§ SOURCE
....

Extracting Highlights, Notes, and Comments from Annotated PDFs
You've read a PDF carefully, highlighted the passages that matter, scribbled notes in the margins, and now you want those annotations somewhere you can search and reuse them. They shouldn't be locked up in the PDF — they should be in your notes system, your reading app, or your knowledge base.
PDF annotations are surprisingly extractable. The PDF format stores them as structured objects separate from the page content, which means a few lines of code can pull them out cleanly. This guide walks through what annotation types exist, what tools extract them, and how to turn them into something useful downstream.
Annotation types
A PDF can contain a long list of annotation types. The ones that actually carry user content:
- Highlight — colored overlay on a region of text. The annotation includes the highlighted text and an optional comment.
- Underline — same as highlight but with an underline instead of a fill.
- Strikeout — strikethrough on a region of text.
- Squiggly — wavy underline, usually for "this needs attention."
- Sticky note (Text annotation) — a small note icon placed at a point on the page. Contains a written note that opens when clicked.
- Free text — text directly typed onto the page (not anchored to source text).
- Ink (Drawing) — freehand pen strokes. Hardest to extract because they're paths, not text.
- Stamp — a graphic placed on the page ("Approved", "Draft", custom images).
- Link — clickable region pointing to a URL or another page in the document.
For most knowledge-work use cases, the high-value annotations are highlights with their associated text, and sticky notes with their written content. Everything else is usually noise.
Extracting annotations with pymupdf
pymupdf is the most ergonomic tool for annotation extraction in Python:
import pymupdf
doc = pymupdf.open("annotated.pdf")
annotations = []
for page_num, page in enumerate(doc, start=1):
for annot in page.annots():
info = annot.info # author, content, creation date, etc.
annot_type = annot.type[1] # human-readable type
text = ""
if annot_type in ("Highlight", "Underline", "Squiggly", "StrikeOut"):
# Extract the text under the annotation's quad points
for quad in annot.vertices_to_quads():
text += page.get_textbox(quad.rect) + " "
text = text.strip()
annotations.append({
"page": page_num,
"type": annot_type,
"highlighted_text": text,
"comment": info.get("content", ""),
"author": info.get("title", ""),
"color": annot.colors.get("stroke") or annot.colors.get("fill"),
"created": info.get("creationDate", ""),
})
import json
print(json.dumps(annotations, indent=2))
This produces a flat JSON list of every annotation, with the highlighted text, any associated comment, and the page number. From here you can format as Markdown, CSV, or anything else.
For highlights specifically, the structure of the output depends on how the user highlighted. A single uninterrupted highlight across one line produces one annotation with a single rectangle. A highlight that wraps across multiple lines produces one annotation with multiple rectangles ("quads"); you need to read the text under each quad and concatenate.

....

§ Data records
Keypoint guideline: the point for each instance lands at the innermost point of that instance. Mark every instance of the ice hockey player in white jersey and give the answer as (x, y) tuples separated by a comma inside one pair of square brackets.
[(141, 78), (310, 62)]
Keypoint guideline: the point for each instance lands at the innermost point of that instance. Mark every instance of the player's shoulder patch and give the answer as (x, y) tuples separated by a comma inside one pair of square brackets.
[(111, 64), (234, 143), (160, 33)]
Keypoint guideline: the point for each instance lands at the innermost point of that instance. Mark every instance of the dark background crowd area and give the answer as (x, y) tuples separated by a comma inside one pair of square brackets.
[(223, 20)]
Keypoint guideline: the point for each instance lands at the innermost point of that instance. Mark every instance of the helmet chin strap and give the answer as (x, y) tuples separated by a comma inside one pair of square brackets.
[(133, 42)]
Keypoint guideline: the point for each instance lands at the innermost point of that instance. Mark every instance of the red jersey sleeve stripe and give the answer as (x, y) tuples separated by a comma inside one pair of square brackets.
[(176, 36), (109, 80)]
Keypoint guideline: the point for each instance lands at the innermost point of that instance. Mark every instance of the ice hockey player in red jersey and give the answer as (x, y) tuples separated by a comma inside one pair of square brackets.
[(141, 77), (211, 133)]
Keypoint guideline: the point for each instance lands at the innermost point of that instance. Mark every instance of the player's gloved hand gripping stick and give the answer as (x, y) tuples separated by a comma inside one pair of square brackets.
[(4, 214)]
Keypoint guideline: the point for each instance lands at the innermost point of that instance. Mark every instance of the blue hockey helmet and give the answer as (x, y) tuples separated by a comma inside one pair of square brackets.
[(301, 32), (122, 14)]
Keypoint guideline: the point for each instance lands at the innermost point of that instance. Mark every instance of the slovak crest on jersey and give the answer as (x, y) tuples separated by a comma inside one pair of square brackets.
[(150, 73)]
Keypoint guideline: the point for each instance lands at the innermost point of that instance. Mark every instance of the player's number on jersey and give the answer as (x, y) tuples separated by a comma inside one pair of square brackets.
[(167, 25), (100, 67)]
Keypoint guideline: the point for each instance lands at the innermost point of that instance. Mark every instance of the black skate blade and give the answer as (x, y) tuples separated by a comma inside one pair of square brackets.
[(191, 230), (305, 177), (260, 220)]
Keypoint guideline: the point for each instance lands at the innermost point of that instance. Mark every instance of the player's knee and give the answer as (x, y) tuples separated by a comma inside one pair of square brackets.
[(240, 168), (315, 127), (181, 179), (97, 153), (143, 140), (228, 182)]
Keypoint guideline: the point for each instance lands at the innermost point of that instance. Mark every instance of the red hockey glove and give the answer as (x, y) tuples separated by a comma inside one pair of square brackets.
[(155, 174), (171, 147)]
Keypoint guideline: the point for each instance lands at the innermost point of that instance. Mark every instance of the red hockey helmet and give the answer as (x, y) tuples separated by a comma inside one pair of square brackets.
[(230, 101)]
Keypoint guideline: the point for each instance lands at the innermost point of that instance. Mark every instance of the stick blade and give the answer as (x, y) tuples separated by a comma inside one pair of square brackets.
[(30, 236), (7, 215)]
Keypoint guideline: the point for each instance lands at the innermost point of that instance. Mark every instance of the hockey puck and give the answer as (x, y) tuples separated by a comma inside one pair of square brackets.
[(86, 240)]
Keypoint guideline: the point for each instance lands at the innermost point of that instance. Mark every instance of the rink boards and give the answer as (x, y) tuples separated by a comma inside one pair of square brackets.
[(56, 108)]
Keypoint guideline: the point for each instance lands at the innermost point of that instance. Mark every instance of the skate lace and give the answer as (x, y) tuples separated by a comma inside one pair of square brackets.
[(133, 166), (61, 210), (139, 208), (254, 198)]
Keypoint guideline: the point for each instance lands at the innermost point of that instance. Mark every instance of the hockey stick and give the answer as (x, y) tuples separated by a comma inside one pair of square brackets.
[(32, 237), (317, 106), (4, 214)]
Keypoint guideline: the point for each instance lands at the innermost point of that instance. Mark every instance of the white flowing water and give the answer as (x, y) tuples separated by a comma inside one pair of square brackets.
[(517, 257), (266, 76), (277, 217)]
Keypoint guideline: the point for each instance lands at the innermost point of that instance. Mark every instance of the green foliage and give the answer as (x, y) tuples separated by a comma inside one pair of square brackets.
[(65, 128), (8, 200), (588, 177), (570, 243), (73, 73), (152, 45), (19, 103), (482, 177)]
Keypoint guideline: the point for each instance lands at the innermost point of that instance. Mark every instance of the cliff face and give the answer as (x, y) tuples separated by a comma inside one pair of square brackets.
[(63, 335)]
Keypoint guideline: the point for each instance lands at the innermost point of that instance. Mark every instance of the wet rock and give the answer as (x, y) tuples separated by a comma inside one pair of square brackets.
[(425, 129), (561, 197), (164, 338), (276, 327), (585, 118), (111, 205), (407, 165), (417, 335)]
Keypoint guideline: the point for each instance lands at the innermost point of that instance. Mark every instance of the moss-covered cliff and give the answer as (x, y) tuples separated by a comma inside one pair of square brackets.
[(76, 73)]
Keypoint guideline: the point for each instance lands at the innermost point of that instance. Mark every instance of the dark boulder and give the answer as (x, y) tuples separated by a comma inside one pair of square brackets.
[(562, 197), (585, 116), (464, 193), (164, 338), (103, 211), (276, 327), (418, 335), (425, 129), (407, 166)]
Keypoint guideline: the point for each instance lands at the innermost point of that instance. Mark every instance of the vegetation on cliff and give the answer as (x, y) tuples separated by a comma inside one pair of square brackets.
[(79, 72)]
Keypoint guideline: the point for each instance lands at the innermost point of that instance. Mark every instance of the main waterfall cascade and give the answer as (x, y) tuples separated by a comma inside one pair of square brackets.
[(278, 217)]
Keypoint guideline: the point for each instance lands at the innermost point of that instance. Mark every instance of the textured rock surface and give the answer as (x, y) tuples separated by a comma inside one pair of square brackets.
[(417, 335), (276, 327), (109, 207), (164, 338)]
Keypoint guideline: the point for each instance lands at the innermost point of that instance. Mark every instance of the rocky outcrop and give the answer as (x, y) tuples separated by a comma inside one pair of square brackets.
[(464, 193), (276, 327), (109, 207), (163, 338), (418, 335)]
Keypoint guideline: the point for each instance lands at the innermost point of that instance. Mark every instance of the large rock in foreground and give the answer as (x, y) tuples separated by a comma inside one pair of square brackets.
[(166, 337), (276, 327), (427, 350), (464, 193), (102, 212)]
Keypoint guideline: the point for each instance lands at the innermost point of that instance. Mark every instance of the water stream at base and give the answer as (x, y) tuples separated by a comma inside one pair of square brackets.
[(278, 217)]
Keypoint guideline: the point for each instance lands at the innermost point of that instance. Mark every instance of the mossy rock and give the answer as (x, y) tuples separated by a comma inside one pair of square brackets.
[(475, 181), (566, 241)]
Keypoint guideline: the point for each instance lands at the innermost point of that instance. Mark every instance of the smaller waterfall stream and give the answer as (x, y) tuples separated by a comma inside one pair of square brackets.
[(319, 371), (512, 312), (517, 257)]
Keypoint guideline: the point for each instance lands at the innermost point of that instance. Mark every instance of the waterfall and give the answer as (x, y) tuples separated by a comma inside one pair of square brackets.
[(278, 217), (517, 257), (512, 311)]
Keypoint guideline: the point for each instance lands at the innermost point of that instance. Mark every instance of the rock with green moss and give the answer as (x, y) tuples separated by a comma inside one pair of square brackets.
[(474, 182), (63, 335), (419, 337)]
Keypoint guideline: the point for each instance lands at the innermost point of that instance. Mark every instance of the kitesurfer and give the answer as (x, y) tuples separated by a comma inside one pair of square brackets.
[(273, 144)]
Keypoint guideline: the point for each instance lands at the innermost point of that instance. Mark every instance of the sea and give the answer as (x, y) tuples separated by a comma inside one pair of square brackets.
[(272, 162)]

....

§ GIVEN INSTRUCTION
Write the next part of the guide on extracting annotations from PDFs, starting right after its final paragraph.

§ TASK OUTPUT
Per-app extraction quirks
Different PDF readers write annotations slightly differently. Knowing what to expect from each helps the extraction:
Adobe Acrobat / Reader — produces clean, well-structured annotations. The author field contains the user's name. Comments are stored in the content field. Highlights with no comment have an empty content.
PDF Expert (macOS/iOS) — similar to Acrobat. Free text annotations are stored as FreeText type and contain rich text formatting that you may want to strip.
GoodReader, LiquidText — produce standard annotations but sometimes use proprietary extensions for advanced features (linked notes in LiquidText). Standard extraction gets the basic content; the advanced links are lost.
Apple Preview — produces a smaller subset of annotation types and sometimes stores them slightly differently. Highlight color is sometimes not in the standard color field.
Foxit, Xodo, Drawboard — generally standard. Watch for non-standard color encodings.
Tablet apps (GoodNotes, Notability, Noteshelf) — usually export annotations as flattened ink drawings rather than text-anchored highlights. Hard to extract meaningfully. If you use these apps and want extractable annotations, configure them to use the standard highlight tool, not the highlighter pen.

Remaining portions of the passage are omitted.